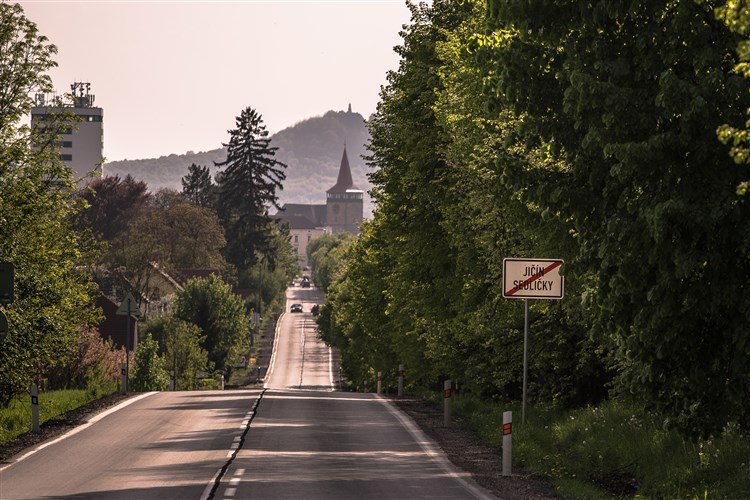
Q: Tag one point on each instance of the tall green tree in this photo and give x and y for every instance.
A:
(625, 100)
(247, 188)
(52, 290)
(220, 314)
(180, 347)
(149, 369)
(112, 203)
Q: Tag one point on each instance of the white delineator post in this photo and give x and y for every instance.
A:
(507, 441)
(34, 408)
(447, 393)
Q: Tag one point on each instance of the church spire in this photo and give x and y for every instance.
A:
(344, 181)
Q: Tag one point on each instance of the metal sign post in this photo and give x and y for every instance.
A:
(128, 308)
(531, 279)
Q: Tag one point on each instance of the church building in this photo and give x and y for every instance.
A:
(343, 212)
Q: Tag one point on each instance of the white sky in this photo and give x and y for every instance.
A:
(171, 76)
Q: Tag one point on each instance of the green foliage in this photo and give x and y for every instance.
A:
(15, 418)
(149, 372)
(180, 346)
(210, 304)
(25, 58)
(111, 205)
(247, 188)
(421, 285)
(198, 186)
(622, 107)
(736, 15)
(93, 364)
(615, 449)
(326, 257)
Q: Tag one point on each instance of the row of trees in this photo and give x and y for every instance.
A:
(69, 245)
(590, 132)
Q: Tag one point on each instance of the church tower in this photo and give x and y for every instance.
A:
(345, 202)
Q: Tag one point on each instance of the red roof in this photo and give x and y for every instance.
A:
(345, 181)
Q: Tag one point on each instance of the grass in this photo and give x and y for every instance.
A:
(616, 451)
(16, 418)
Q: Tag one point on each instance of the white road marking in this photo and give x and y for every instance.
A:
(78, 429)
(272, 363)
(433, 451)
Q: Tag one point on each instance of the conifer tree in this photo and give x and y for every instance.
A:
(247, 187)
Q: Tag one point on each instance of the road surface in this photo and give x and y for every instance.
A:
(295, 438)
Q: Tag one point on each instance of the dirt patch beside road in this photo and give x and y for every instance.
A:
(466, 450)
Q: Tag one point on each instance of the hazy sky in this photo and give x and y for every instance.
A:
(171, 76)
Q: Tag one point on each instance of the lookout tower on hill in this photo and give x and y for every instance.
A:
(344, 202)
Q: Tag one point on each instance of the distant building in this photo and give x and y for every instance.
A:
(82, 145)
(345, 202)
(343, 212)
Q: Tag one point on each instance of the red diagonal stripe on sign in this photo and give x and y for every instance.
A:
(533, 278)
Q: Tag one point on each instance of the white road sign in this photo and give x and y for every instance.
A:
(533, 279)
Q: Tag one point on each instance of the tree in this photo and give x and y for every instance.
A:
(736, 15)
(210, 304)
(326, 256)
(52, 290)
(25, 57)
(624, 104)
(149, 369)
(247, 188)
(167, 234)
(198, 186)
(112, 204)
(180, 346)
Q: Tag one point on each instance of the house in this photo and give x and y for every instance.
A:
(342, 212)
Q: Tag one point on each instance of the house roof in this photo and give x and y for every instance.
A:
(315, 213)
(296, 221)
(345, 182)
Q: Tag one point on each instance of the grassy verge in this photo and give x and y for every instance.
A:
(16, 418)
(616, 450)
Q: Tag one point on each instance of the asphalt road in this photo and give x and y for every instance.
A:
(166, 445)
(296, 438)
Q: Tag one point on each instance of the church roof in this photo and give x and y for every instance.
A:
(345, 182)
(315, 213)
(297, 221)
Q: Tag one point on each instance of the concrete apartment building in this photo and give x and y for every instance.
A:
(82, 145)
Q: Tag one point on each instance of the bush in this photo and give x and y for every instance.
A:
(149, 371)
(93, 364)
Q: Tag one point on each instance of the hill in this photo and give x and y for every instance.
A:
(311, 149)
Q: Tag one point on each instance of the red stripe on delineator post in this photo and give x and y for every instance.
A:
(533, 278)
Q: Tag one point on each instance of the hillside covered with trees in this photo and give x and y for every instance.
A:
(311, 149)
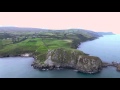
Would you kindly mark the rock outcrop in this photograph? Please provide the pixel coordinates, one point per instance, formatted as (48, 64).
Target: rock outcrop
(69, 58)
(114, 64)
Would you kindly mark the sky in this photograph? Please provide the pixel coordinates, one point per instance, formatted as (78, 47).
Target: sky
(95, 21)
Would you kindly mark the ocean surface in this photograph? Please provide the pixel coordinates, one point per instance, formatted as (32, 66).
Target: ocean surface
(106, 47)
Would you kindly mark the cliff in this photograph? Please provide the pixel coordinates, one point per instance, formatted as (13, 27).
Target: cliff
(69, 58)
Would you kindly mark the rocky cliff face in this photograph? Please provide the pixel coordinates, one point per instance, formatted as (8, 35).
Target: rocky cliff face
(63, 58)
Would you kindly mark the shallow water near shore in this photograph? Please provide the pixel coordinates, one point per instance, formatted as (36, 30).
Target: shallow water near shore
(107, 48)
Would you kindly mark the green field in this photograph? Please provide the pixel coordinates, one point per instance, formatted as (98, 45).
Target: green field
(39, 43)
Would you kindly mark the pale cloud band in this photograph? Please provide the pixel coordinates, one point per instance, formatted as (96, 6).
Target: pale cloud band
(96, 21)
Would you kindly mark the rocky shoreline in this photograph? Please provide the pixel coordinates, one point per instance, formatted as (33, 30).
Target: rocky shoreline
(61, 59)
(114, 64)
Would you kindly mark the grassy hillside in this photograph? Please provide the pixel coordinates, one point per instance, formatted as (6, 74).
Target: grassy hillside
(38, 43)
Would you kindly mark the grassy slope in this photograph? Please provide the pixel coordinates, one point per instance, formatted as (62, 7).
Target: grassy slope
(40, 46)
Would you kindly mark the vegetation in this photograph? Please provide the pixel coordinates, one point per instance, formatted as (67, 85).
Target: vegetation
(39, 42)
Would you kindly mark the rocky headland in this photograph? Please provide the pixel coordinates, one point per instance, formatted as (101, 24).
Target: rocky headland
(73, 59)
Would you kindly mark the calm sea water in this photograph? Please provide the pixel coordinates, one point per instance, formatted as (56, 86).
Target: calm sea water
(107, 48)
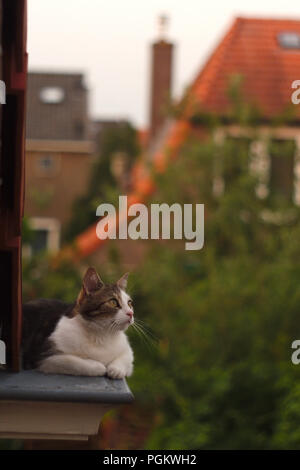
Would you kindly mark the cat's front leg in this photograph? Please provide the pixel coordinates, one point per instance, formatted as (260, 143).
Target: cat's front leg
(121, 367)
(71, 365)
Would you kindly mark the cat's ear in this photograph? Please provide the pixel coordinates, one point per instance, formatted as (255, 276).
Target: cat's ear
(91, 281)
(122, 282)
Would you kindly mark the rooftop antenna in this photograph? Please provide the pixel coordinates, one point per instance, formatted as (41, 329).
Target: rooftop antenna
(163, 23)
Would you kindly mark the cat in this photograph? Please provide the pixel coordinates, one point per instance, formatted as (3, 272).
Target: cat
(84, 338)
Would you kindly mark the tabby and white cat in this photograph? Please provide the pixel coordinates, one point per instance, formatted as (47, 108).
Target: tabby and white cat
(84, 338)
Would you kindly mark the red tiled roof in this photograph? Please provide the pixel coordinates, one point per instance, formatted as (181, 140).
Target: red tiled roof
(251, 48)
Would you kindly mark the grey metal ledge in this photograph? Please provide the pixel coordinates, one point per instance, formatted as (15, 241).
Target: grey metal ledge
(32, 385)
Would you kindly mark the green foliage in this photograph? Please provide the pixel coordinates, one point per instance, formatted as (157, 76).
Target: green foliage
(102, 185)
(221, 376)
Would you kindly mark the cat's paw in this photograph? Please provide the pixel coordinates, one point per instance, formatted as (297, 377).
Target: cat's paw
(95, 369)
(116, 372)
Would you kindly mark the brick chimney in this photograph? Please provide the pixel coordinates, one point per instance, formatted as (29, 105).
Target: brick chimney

§ WHAT TO PRODUCE
Lines that hold "chimney" are the ones to copy, so pick each out from the data.

§ SOLUTION TO THE EXERCISE
Would you kindly mark the brick chimney in this photograph? Please provide the pixel coordinates, one point per instance, formatted as (29, 105).
Target: brick chimney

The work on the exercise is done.